Work to complete: Every line in the records below between the one holding "Give the pixel-accurate" and the one holding "positive clicks: (318, 185)", inclusive, is to be set down exactly; all other lines are to be left out.

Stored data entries
━━━━━━━━━━
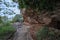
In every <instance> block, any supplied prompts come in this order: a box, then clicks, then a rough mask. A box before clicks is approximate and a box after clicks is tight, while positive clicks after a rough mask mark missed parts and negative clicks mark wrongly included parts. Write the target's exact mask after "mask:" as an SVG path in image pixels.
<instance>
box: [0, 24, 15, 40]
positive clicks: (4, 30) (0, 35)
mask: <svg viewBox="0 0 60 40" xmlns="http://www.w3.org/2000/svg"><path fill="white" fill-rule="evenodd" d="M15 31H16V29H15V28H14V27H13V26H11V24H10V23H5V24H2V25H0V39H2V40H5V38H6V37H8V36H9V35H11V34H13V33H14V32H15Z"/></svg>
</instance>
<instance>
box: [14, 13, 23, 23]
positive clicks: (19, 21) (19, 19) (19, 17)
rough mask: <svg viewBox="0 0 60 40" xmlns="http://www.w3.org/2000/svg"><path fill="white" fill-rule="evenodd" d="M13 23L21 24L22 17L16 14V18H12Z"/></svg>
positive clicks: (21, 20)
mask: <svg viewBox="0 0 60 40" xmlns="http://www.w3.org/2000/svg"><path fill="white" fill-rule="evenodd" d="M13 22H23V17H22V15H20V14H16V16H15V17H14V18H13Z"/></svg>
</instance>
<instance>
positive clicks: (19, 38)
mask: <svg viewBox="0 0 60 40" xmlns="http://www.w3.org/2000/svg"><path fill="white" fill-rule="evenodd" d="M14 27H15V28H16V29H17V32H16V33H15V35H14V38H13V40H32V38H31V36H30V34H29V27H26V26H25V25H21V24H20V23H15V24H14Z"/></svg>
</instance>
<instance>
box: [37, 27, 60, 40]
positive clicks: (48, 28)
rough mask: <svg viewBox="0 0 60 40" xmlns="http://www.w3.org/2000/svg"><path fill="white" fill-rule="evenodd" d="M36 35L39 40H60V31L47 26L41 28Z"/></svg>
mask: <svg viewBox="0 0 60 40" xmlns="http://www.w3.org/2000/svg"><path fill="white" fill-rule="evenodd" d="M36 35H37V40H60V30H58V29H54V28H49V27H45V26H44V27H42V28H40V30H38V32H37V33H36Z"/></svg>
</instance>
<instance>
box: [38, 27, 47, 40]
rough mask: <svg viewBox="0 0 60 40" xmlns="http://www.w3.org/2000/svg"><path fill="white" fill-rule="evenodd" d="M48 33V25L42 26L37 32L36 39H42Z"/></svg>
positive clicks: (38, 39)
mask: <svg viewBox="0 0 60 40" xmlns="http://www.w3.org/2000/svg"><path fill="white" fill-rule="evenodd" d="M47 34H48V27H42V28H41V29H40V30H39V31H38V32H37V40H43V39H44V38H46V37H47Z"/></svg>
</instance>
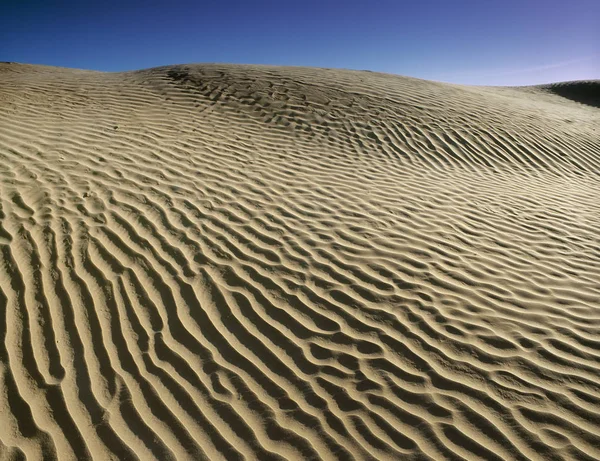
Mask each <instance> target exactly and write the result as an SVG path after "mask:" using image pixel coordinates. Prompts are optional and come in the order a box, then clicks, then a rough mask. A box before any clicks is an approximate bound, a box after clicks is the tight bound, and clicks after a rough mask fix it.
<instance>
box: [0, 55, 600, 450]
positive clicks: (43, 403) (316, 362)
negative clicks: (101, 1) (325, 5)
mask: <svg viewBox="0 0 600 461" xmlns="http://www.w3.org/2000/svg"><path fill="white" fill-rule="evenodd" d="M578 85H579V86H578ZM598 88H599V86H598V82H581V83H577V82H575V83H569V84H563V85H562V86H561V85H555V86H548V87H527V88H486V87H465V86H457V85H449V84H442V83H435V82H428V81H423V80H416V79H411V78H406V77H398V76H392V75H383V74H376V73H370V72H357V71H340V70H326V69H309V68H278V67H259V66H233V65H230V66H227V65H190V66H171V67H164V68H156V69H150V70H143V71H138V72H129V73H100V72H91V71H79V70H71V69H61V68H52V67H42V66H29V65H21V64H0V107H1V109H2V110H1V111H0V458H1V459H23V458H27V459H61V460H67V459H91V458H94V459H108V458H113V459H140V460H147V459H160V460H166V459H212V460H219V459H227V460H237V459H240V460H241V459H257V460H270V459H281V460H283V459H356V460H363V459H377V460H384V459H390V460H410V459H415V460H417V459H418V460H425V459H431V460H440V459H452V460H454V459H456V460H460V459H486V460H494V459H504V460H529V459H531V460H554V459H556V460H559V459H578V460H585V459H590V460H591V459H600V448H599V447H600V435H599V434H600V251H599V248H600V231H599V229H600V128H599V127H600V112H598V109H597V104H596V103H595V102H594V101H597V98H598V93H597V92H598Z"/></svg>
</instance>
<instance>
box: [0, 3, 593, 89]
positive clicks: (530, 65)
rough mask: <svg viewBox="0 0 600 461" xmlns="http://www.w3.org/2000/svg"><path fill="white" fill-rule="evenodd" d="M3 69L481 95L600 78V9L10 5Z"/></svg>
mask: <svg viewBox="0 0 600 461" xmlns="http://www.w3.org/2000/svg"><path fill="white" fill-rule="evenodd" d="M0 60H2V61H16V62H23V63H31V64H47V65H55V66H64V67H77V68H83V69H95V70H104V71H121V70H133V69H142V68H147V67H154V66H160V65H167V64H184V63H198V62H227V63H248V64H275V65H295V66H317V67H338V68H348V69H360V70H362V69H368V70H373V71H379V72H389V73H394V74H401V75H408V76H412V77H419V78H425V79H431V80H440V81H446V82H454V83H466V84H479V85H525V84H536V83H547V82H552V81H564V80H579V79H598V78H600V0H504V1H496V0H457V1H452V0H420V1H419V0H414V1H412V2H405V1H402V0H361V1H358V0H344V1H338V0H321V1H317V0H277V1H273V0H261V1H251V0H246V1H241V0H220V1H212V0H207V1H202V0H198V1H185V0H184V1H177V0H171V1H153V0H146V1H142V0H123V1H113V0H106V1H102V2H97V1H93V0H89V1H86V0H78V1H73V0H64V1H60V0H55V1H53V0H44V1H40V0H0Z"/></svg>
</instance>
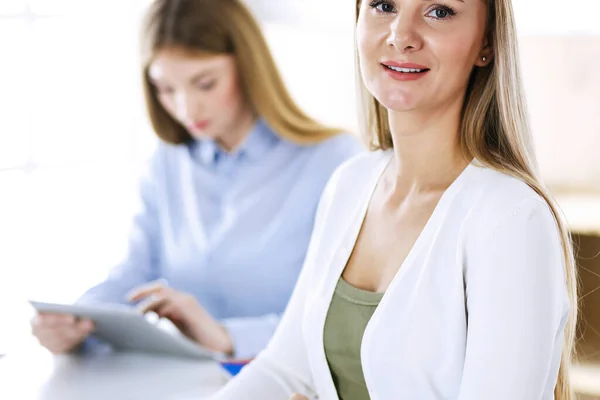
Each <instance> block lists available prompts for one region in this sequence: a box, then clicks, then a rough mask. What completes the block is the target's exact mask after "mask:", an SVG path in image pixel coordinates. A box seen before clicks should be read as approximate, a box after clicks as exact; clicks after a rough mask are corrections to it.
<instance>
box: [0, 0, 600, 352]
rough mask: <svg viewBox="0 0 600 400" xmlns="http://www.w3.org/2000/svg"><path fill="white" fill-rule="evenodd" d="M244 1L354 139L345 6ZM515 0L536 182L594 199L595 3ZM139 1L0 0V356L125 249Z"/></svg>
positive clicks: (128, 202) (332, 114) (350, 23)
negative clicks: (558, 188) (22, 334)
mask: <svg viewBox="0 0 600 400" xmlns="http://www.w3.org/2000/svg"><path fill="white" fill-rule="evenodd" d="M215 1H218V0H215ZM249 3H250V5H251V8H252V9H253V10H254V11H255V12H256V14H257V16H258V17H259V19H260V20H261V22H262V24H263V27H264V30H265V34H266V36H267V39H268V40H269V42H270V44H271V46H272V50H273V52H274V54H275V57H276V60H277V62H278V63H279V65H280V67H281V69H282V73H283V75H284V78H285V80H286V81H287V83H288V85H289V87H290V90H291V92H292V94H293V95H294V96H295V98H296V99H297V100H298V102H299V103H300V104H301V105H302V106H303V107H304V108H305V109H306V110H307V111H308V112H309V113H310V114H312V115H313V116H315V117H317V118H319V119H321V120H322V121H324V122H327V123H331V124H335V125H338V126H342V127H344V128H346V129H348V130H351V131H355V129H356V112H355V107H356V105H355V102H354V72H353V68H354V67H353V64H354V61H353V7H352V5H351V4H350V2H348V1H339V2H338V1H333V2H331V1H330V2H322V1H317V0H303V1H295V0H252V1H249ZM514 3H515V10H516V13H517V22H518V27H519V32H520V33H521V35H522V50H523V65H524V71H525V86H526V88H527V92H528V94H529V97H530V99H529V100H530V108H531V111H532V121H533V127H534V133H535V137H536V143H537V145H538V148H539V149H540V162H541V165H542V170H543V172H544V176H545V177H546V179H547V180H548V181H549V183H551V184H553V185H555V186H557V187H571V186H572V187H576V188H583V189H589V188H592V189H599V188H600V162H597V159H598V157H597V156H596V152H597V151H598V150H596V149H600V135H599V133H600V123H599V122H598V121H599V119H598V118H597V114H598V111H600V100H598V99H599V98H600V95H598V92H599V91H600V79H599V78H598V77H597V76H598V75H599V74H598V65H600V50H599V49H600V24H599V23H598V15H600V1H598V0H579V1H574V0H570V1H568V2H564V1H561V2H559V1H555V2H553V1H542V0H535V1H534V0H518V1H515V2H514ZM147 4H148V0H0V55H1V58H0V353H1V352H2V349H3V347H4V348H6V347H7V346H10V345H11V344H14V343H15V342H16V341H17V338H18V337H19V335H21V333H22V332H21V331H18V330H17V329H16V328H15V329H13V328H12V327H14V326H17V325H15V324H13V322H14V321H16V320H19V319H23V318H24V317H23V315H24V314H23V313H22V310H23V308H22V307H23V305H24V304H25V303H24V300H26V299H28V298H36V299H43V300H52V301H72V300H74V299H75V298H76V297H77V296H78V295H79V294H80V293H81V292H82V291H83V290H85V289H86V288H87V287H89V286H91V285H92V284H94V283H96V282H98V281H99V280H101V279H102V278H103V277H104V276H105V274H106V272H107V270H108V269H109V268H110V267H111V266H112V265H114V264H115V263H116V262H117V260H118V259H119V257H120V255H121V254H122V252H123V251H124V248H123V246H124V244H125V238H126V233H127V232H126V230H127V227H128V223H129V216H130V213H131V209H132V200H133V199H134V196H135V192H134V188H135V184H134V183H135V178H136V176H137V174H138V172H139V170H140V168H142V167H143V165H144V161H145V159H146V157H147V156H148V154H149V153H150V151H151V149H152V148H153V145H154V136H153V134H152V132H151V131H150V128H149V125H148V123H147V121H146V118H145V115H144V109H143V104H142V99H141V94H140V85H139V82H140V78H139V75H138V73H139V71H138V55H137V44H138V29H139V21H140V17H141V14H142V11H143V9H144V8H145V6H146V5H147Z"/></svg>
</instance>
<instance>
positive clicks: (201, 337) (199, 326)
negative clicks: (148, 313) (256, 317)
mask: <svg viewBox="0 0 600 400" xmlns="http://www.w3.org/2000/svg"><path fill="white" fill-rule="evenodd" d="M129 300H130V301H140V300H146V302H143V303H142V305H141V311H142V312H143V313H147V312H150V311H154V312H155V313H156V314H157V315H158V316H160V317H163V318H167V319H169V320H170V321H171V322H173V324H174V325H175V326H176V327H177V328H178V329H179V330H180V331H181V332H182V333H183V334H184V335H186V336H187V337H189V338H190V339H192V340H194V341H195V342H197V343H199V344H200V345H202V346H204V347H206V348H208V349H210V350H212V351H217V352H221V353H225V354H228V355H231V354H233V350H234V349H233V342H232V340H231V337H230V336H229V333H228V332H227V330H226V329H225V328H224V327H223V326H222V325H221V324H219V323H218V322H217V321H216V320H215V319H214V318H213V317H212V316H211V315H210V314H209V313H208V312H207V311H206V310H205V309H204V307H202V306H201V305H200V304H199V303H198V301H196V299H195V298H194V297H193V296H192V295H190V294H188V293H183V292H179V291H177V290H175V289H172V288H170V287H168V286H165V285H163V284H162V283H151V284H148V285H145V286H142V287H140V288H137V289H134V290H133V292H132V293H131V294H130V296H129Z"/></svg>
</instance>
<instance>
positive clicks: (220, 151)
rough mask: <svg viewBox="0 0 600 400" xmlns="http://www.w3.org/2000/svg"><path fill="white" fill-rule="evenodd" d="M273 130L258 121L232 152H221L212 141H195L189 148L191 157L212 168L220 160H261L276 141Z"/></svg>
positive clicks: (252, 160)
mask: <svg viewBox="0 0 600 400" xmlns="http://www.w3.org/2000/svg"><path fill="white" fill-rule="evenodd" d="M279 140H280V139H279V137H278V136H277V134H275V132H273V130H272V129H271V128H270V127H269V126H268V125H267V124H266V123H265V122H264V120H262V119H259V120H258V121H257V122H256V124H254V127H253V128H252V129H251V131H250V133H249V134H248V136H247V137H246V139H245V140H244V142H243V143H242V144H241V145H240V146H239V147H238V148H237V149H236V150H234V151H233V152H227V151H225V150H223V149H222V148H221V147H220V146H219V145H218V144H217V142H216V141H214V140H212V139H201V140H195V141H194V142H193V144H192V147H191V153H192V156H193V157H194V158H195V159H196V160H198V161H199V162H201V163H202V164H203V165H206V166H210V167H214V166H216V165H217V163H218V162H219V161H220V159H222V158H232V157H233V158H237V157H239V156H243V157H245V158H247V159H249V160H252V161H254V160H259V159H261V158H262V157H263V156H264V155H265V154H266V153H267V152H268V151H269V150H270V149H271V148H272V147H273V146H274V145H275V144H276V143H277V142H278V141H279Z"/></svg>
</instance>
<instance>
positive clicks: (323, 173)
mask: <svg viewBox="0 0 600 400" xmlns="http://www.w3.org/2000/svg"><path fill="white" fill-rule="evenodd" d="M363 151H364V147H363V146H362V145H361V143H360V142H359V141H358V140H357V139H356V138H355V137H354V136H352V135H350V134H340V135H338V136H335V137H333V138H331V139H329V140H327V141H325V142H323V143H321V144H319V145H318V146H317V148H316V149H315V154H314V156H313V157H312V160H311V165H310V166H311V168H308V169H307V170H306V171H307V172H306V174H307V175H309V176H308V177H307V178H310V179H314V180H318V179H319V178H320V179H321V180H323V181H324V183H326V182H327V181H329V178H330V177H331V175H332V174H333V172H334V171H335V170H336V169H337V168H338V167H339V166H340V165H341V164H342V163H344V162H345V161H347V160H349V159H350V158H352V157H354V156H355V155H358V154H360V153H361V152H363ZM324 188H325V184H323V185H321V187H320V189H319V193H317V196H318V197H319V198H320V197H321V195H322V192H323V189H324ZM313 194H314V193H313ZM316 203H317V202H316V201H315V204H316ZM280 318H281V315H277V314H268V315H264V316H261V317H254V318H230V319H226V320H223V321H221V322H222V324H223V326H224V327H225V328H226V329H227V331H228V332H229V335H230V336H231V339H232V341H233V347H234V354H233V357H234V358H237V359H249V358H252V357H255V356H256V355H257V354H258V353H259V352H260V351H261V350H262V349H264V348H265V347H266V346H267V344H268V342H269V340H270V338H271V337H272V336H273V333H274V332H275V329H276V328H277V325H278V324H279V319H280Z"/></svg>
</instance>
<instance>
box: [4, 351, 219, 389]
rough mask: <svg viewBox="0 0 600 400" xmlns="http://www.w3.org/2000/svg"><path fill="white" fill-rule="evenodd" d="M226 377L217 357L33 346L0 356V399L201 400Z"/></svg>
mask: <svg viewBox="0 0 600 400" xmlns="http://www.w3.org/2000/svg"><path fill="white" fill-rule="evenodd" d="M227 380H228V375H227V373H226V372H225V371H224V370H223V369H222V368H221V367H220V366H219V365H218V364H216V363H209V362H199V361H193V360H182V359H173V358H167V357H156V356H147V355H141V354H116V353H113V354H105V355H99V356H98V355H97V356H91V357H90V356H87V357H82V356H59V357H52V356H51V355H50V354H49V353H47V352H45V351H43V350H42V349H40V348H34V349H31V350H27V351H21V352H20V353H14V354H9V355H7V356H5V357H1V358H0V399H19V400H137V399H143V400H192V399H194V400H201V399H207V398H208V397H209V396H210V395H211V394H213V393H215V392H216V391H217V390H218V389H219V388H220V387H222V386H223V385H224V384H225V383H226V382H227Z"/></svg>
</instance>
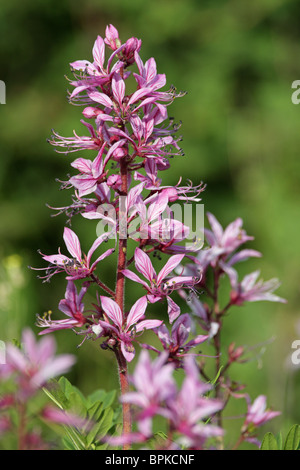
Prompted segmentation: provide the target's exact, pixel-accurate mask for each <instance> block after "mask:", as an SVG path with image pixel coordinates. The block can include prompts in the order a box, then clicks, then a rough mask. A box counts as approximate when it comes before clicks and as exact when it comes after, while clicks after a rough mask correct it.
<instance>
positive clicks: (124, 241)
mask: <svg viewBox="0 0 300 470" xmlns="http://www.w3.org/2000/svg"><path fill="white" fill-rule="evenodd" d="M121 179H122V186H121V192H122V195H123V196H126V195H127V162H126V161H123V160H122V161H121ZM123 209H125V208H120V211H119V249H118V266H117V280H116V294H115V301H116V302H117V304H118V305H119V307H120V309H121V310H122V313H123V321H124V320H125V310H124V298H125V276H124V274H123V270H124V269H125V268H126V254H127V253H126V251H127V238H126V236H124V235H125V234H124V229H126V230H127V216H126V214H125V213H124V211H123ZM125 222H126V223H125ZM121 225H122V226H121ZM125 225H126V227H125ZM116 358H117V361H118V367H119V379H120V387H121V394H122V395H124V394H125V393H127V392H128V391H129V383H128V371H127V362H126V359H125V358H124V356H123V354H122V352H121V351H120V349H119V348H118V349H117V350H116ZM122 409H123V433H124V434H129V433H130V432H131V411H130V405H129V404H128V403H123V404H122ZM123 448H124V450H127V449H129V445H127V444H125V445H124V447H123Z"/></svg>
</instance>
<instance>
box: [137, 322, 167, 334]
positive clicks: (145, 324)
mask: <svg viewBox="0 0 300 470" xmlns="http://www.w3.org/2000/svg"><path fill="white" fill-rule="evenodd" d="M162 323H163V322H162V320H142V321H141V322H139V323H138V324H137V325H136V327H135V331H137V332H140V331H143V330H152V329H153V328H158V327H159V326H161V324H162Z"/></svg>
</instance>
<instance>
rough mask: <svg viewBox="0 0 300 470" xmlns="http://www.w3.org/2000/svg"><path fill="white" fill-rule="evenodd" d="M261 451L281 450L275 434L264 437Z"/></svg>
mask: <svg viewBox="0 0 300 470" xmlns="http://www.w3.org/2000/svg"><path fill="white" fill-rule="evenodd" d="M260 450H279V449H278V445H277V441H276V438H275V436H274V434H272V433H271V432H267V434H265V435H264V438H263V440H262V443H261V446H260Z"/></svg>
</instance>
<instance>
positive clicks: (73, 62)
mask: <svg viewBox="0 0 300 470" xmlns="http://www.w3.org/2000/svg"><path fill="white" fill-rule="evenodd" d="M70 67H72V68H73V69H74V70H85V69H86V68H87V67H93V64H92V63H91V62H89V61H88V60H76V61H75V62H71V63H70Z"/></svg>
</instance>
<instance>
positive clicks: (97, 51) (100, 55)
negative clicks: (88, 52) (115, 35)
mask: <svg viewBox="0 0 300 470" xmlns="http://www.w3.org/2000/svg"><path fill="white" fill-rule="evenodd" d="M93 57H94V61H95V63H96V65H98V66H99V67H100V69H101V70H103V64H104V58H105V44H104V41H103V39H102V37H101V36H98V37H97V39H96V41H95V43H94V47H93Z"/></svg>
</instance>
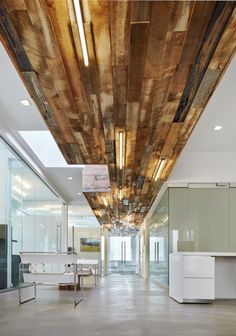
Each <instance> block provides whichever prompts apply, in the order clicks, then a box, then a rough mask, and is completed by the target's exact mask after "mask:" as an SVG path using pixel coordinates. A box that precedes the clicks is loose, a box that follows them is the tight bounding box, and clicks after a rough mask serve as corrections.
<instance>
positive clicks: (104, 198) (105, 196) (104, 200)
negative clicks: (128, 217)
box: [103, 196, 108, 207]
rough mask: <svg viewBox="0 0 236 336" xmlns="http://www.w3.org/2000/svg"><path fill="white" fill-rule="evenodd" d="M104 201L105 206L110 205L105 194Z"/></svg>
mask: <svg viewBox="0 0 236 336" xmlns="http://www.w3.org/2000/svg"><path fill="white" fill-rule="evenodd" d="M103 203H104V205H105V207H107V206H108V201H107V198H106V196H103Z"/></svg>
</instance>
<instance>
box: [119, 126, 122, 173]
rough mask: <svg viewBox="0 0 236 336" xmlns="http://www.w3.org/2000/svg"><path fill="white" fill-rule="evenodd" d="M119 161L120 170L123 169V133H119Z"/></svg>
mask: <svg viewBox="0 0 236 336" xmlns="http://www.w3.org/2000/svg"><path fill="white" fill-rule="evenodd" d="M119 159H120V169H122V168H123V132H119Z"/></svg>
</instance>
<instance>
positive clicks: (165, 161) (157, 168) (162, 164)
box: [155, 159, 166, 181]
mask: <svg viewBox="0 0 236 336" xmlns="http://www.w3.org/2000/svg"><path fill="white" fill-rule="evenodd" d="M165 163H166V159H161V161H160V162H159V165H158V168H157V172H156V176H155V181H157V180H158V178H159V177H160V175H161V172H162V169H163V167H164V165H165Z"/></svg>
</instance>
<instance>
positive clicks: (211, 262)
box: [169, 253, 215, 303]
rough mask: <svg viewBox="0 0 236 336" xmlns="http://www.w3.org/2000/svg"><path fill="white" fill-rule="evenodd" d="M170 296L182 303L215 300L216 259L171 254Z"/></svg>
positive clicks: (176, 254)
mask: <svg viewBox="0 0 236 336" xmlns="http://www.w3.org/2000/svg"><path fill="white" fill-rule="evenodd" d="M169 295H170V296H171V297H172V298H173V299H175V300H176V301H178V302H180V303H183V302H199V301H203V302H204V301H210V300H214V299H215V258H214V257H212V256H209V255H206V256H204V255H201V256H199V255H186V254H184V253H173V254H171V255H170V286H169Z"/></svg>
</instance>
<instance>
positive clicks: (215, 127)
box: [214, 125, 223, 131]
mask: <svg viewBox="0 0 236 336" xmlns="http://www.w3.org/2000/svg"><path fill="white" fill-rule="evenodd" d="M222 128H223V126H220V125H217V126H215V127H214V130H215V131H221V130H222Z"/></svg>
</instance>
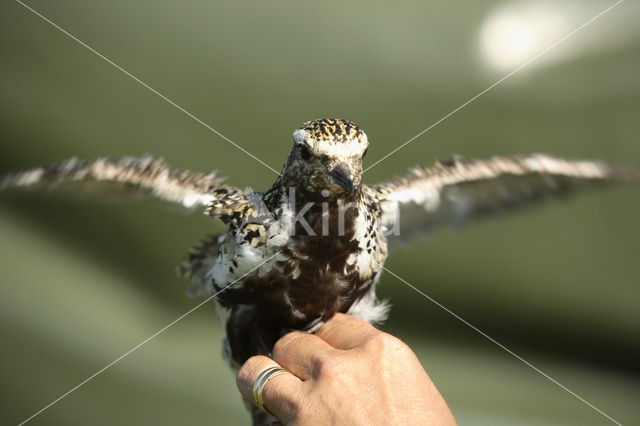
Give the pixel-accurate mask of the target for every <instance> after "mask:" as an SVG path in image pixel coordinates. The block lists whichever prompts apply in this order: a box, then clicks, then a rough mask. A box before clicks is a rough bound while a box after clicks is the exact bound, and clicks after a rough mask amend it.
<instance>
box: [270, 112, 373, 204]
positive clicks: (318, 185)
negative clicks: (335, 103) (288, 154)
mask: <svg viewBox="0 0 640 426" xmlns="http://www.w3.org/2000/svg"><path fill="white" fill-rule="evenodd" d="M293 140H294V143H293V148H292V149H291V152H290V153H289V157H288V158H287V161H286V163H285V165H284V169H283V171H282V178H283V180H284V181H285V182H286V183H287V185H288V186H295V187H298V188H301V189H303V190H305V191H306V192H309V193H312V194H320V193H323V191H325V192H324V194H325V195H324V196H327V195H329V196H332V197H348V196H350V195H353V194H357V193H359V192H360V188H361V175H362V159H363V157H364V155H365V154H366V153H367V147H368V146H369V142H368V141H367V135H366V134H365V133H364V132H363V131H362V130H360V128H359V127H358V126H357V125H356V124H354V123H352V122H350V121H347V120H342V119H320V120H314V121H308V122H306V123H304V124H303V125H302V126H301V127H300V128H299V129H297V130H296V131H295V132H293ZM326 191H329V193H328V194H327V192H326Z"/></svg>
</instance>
━━━━━━━━━━
Worked solution:
Give the pixel-accurate mask of the target for every <instance> after "mask:" as an SVG path in image pixel coordinates. The block lists whichever prompts apply in this order: a box, then clicks, then a rough mask. A box before clicks is a rough bound while a box after clicks is the exact bound, and clicks after a rough mask amend it.
<instance>
box: [270, 112, 373, 204]
positive clicks: (318, 185)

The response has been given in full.